:: Exercise ::
Scan the material below and count each line with the string "standing". Reply with the count alone.

:: Supplied records ::
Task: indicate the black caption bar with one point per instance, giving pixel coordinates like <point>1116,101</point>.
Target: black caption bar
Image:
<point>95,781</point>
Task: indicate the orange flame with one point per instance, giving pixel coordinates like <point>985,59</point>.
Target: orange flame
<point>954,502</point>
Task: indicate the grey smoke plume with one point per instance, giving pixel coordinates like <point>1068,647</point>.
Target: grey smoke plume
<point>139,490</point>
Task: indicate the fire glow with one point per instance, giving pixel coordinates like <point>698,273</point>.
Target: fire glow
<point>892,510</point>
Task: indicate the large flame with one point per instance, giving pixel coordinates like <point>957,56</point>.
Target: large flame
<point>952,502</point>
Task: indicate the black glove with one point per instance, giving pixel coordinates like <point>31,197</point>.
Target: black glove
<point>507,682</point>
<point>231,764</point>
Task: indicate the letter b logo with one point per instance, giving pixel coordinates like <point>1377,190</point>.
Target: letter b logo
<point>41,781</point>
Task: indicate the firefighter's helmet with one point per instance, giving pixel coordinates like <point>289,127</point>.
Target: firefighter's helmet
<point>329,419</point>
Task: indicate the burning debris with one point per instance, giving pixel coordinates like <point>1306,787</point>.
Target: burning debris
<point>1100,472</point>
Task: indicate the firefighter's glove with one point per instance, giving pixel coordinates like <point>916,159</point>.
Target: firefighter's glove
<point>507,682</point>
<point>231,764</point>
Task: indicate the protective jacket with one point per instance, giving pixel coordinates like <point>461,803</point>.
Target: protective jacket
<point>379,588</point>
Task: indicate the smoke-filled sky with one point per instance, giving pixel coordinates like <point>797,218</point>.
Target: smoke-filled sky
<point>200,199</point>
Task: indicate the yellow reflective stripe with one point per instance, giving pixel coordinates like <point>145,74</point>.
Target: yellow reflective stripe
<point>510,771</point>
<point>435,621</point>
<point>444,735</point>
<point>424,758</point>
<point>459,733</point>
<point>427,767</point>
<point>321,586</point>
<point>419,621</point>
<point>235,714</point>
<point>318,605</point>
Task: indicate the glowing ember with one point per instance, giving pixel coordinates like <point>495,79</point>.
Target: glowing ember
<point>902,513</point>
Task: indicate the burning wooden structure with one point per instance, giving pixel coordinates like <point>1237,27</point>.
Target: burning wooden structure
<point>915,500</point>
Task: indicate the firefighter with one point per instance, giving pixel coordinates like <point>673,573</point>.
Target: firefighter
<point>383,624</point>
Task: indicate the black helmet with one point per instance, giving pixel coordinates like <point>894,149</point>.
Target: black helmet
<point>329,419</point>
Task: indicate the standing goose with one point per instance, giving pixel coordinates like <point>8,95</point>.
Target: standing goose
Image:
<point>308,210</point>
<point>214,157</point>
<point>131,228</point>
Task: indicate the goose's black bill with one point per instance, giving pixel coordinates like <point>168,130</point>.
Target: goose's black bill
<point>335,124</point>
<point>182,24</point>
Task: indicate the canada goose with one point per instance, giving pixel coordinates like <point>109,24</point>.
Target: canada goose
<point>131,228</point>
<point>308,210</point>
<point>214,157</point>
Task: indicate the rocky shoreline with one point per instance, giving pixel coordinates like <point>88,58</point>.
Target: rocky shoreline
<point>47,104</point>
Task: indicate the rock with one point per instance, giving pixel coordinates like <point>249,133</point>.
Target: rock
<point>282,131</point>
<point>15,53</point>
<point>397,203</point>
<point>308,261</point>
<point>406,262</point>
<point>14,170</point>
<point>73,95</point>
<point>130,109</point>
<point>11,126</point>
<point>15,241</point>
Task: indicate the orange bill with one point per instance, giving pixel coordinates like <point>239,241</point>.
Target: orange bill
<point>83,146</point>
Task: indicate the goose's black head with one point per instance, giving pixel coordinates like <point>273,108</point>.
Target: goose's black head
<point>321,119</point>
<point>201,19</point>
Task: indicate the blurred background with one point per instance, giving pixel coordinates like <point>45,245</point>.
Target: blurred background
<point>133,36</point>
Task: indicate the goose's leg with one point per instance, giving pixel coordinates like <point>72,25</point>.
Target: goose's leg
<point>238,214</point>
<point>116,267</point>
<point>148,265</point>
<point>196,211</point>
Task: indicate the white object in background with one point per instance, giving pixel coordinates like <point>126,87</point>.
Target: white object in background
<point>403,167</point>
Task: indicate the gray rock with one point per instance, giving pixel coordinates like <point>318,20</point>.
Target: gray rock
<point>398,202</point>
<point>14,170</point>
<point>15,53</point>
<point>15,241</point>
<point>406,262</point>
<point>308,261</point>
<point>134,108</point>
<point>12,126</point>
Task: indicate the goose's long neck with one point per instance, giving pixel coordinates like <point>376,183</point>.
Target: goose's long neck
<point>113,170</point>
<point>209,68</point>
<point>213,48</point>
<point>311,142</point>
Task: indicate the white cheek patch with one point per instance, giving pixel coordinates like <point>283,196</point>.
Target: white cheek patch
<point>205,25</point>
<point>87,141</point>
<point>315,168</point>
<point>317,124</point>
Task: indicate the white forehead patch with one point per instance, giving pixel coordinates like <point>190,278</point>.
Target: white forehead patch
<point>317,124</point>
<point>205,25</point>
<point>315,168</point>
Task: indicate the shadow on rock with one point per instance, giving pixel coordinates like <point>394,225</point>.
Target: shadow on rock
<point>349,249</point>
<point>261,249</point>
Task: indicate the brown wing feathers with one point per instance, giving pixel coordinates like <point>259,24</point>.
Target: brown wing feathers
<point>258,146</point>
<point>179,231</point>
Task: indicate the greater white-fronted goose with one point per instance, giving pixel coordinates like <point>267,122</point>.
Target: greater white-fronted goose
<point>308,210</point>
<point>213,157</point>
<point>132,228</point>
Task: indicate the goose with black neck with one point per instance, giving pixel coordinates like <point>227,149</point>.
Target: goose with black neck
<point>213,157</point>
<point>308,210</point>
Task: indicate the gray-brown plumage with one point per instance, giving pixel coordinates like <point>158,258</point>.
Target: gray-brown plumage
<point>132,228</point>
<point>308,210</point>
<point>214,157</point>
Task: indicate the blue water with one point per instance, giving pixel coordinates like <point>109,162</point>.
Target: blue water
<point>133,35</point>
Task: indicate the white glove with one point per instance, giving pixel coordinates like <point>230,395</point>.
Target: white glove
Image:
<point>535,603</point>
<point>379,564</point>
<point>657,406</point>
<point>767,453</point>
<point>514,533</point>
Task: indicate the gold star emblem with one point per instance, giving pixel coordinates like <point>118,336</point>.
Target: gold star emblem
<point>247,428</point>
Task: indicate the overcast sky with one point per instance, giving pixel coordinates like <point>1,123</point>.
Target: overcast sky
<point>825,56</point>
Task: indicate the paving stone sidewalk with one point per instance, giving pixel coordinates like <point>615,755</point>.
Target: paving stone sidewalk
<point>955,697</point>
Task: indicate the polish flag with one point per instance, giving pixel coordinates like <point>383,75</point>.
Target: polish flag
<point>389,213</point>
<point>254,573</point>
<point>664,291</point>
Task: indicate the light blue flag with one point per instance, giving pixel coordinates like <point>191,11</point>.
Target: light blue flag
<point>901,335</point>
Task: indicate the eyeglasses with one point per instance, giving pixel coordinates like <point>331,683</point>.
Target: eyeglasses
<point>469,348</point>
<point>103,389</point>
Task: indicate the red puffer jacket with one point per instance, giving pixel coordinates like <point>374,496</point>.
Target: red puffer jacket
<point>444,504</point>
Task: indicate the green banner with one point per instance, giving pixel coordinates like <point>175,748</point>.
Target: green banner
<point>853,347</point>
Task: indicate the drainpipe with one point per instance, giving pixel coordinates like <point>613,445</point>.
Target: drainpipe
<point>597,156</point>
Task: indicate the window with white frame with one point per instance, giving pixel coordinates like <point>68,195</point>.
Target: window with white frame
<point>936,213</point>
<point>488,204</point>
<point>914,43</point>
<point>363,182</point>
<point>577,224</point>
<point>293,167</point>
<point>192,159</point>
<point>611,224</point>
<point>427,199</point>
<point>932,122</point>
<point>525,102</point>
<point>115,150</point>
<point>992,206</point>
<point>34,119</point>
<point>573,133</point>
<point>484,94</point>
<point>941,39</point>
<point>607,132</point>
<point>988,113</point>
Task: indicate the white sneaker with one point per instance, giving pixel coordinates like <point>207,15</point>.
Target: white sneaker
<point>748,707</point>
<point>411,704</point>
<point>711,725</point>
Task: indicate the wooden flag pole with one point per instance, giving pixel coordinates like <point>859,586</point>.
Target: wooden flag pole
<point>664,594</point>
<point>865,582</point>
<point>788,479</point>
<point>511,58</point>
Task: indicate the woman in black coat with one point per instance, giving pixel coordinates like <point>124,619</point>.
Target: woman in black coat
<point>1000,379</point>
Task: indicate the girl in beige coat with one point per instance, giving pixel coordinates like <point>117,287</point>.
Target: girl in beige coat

:: Answer to the problem ::
2